EXERCISE:
Could the entries below be transcribed word for word, with the pictures omitted?

Point-per-instance localization data:
○ ○ ○ ○ ○
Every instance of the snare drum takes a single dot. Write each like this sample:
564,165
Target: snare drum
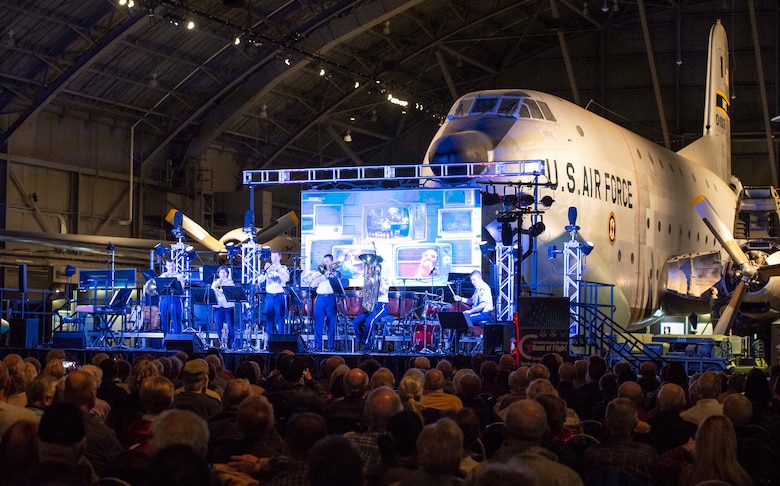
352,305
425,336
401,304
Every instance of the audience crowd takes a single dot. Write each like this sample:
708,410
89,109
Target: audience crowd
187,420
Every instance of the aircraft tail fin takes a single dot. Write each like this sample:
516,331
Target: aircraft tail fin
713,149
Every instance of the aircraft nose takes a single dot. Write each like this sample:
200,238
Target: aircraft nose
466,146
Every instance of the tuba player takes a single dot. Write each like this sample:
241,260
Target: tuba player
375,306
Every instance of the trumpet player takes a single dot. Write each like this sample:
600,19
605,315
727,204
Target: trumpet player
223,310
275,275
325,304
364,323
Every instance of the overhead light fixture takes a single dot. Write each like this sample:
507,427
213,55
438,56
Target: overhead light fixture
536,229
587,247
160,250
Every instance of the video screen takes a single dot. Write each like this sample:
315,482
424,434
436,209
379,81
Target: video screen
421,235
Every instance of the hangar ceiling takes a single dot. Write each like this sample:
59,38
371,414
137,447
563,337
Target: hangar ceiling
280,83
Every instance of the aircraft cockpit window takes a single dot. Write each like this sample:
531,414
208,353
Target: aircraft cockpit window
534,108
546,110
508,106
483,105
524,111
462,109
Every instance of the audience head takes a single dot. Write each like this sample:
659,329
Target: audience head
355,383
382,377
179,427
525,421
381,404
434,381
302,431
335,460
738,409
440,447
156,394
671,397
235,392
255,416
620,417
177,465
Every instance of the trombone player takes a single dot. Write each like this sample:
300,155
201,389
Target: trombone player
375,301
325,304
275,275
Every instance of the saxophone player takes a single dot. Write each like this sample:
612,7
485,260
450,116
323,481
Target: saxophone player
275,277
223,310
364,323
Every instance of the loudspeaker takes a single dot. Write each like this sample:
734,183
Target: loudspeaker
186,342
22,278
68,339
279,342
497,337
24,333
○ ○ ○ ○ ○
FINISHED TASK:
Every instance of the snare drum takes a single dot. Write each like this sample:
564,165
Target: snare drum
352,305
425,336
401,304
Every instance of the audience crowd takes a single dot. Write each like this sample:
708,410
89,109
Target: audience crowd
187,420
Every instance of the aircraft tail fin takes a single dot. Write each like this sample:
516,331
Target: aircraft tail fin
713,149
Every instance of the aircraft nose takes a single dot. Write each like this sample:
200,238
Target: aircraft nose
466,146
Every instance of the tuba player takes a single dot. Write each like this sample:
241,260
Target: tuba player
375,306
Every instance of the trumpet player takes a single dot. Write each like this sample:
600,19
605,315
727,204
Target: trumpet player
223,310
275,275
325,304
364,323
Every instance of the overhead light fixture takes a single dot. Write each like this sample:
507,427
213,55
438,56
Target: overhead light fixture
536,229
587,247
160,250
Every instance of the video screen takes a single dot. Write each like this sample:
315,482
424,434
436,209
379,81
Target: video screen
421,235
Every instance of the hangar ceiling takes a single dot. Write each like this sample:
59,38
371,414
137,447
563,337
Target: hangar ceiling
280,83
Every instance of the aircraft cockpit window takes a single dot. Write each like this sample:
531,414
208,353
Target: aircraft cockpit window
534,108
546,110
508,106
483,105
524,111
462,109
Every instance of the audience head takes a single dot. Write each like this sample:
659,329
Target: audience head
355,383
382,377
179,427
525,421
381,404
434,381
302,431
335,460
738,409
440,447
156,394
671,397
235,392
255,416
620,417
177,465
Every instance of the trombone player takes a single dot. Write each like this sample:
300,155
201,389
Target: trombone player
375,301
325,304
275,275
Every instance of the saxophone player takes a single dot. Write each like this sample:
612,7
485,260
450,116
323,481
Target: saxophone player
275,277
223,310
364,323
Every instance of the loudspeaker takes a single dot. Write each like this sample:
734,183
Target: loudspeaker
186,342
22,278
68,339
279,342
497,337
24,333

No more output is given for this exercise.